-- Recorded data follows --

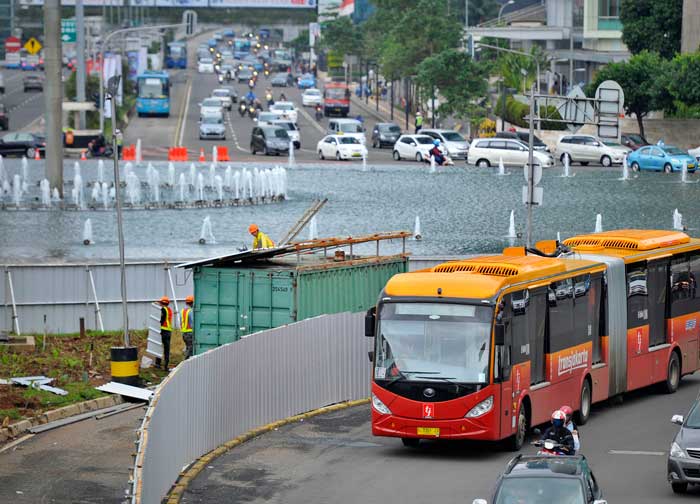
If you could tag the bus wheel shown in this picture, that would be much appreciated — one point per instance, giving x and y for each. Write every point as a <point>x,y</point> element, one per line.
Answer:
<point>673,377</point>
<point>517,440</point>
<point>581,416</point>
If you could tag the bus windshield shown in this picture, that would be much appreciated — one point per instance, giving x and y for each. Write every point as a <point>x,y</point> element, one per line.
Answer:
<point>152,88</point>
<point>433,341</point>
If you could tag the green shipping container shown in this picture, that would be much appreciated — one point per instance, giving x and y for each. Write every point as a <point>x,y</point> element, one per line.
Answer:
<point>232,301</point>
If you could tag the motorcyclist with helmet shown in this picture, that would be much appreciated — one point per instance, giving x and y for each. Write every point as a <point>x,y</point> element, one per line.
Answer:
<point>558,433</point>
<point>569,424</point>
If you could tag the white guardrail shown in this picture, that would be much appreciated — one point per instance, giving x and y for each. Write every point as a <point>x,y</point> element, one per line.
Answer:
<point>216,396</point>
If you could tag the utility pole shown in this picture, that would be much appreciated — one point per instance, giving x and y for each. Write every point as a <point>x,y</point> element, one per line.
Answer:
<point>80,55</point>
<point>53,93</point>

-- Recorded data concluded --
-- Recorded data follows --

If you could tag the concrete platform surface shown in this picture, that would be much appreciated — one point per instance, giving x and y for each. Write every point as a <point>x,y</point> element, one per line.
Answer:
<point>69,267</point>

-- Recorded data concluded --

Task directions
Review the entries above and return every line where "this" appears.

Task result
If you could tag the bus wheel shown in this picture, that would be much appreciated — one point per instance, giving x and y for each. Write every point as a <point>x,y</point> element, one per line.
If you could tag the bus windshield shown in this picture, that would be much appreciated — one point per instance, giving x and y for each. Write every point as a <point>x,y</point> element, one per line.
If you could tag the green shipping container shown in this picture, that would be much appreciated — one point per instance, giving x and y for each. Write every point as a <point>x,y</point> element, one per line.
If you could tag the motorcyclist with helmet shown in this picture, that would be much appreciated — one point per instance, giving x and y for each. Write every point as a <point>x,y</point> element, one per line.
If you could tag the white guardrail shown in this picture, that would be much appreciated — one point per instance, giving x and y for each. Write every point as a <point>x,y</point> element, one per line.
If you could tag the utility pole shown in this picture, that would be much appreciated — one point per instance, giving x and y for each. Write every point as a <point>x,y</point> element, one per line.
If you could tag the concrete platform surface shown in this picture, that would be much appreciated — one point per instance, giving x and y for each. Write every point as a <point>x,y</point> element, one per line.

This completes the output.